**WHAT YOU NEED TO DO:** Beginning at the line that contains "Put a marker on each instance of the swan in", transcribe the remaining lines of the listing exactly; include the final line and omit everything before.

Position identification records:
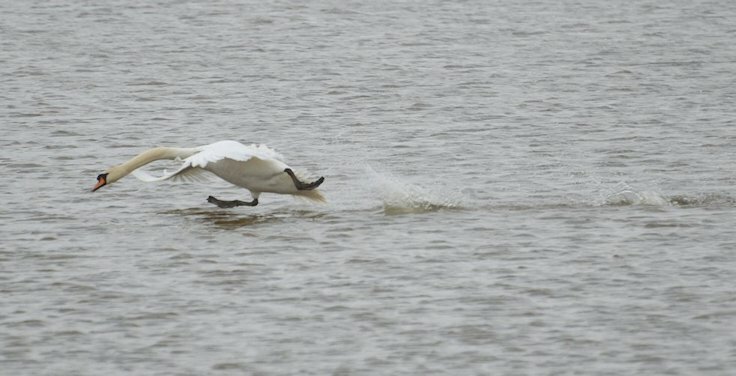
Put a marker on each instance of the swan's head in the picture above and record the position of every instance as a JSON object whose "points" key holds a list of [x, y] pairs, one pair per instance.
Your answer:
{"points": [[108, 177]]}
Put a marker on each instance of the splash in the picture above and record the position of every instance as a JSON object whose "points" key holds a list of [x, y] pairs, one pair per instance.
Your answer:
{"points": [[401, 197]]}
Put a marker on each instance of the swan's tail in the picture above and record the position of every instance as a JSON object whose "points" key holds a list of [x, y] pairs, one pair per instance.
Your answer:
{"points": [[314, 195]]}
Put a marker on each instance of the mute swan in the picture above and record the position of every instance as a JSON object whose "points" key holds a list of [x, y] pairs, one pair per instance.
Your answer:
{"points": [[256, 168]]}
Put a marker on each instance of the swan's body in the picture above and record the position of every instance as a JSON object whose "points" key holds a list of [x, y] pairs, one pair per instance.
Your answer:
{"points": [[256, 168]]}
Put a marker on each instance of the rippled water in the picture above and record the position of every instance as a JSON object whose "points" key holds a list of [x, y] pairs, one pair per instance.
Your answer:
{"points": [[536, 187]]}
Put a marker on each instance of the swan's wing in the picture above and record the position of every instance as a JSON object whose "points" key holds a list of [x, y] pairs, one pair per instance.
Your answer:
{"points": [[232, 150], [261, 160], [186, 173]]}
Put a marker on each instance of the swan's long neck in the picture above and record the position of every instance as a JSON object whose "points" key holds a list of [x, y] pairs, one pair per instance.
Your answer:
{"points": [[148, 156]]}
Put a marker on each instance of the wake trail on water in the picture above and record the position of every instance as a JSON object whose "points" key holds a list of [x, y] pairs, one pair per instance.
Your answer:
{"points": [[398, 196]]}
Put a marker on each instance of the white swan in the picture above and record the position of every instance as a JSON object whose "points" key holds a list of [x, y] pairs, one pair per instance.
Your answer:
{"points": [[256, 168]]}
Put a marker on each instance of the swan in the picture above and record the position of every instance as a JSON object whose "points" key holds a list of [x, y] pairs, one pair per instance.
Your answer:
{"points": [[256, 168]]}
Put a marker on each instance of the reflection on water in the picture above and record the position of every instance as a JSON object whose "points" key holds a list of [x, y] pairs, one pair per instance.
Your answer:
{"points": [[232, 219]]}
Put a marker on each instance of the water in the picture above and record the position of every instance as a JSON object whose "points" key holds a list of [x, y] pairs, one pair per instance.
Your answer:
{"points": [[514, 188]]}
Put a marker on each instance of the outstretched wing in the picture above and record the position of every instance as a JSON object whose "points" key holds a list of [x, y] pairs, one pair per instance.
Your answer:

**RESULT FOR THIS EXERCISE:**
Put a marker on each instance of the swan in the picture above and record the position of every instance as a JSON object whose "points" key holds a list of [x, y] pairs, one pair per instance.
Your answer:
{"points": [[256, 168]]}
Put a marker on each instance of the reflection on water in the picture above and record the position of every instance as a JSON object whose "points" key holds a list of [x, y] pairs, one pair per instance.
Your answer:
{"points": [[232, 219]]}
Put a marker on each instance of the water in the picture above and record the position of every instance as a JSON object whose "points" key holds a list of [x, y] pairs, one pair per instance.
Your answer:
{"points": [[514, 188]]}
Put a marker on each instance of the outstretched wing in the picture above and record the position of every instance as a JSON object whose "points" key holds a list of [x, y] pairs, one pair per instance.
Your answer:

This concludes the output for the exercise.